### ABOUT THIS EXERCISE
The answer must be every line from the listing that holds the string "target".

### DATA LISTING
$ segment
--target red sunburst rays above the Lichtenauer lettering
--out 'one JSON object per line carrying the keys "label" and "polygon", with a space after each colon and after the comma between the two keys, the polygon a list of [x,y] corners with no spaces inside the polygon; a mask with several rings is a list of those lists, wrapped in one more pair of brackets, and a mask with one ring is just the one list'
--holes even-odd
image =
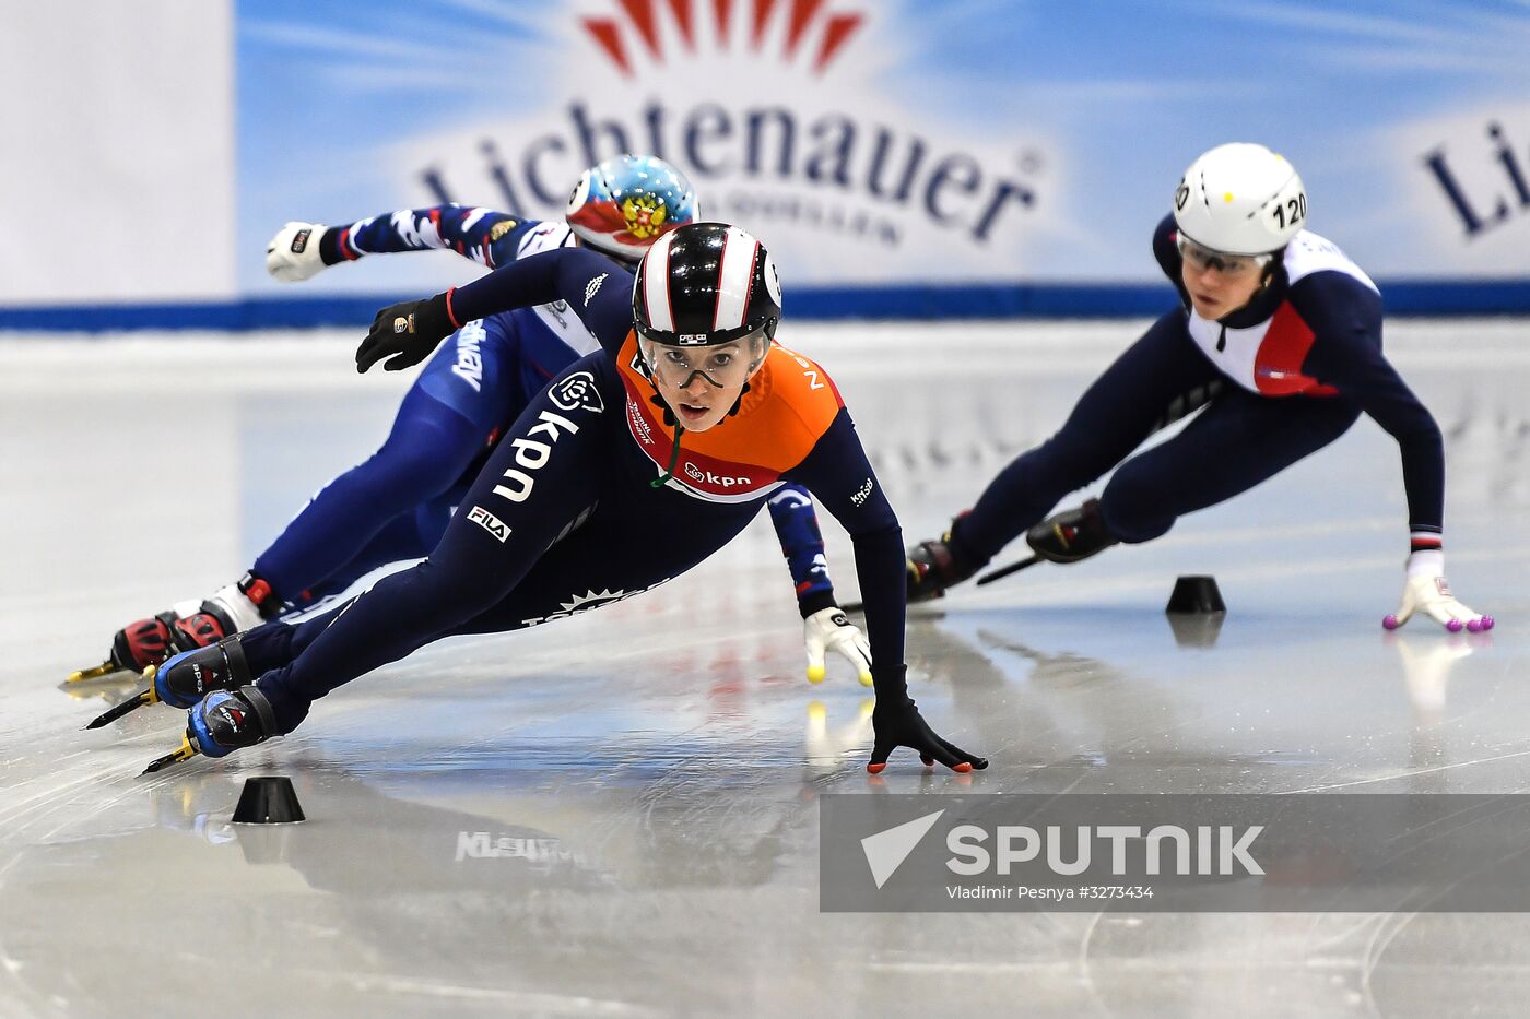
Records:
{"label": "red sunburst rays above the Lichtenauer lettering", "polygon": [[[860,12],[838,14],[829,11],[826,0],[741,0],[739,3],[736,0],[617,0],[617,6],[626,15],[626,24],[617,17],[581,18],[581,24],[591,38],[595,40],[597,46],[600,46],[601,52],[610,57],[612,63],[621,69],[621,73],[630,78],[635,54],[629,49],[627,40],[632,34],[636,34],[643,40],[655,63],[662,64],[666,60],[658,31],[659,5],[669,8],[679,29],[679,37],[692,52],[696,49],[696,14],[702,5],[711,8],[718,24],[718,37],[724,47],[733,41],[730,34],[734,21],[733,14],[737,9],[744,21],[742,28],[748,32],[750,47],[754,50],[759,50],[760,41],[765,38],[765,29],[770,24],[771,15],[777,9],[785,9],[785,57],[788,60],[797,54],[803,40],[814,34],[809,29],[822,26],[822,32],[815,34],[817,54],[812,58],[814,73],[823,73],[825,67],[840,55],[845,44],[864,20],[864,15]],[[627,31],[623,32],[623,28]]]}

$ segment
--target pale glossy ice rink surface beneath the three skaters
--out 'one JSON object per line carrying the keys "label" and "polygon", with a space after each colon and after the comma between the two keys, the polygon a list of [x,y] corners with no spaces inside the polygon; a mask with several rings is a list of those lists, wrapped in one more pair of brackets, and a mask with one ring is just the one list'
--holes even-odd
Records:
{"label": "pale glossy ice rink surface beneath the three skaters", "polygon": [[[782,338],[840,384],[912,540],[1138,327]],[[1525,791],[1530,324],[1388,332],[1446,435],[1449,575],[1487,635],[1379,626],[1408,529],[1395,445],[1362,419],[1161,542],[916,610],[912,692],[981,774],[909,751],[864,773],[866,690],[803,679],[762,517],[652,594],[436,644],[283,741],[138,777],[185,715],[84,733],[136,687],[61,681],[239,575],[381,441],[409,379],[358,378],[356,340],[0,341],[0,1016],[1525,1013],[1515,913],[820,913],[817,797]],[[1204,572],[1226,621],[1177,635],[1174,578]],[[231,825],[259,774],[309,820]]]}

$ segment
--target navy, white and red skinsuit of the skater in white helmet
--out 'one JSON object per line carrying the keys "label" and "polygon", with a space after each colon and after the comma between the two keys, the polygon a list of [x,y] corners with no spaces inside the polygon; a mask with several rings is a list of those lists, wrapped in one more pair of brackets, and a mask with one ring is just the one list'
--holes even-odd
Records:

### RESULT OF THIS EXERCISE
--target red sunburst rays above the Lichtenauer lettering
--target pale glossy ice rink surface beneath the three skaters
--target navy, white and red skinsuit of the skater in white helmet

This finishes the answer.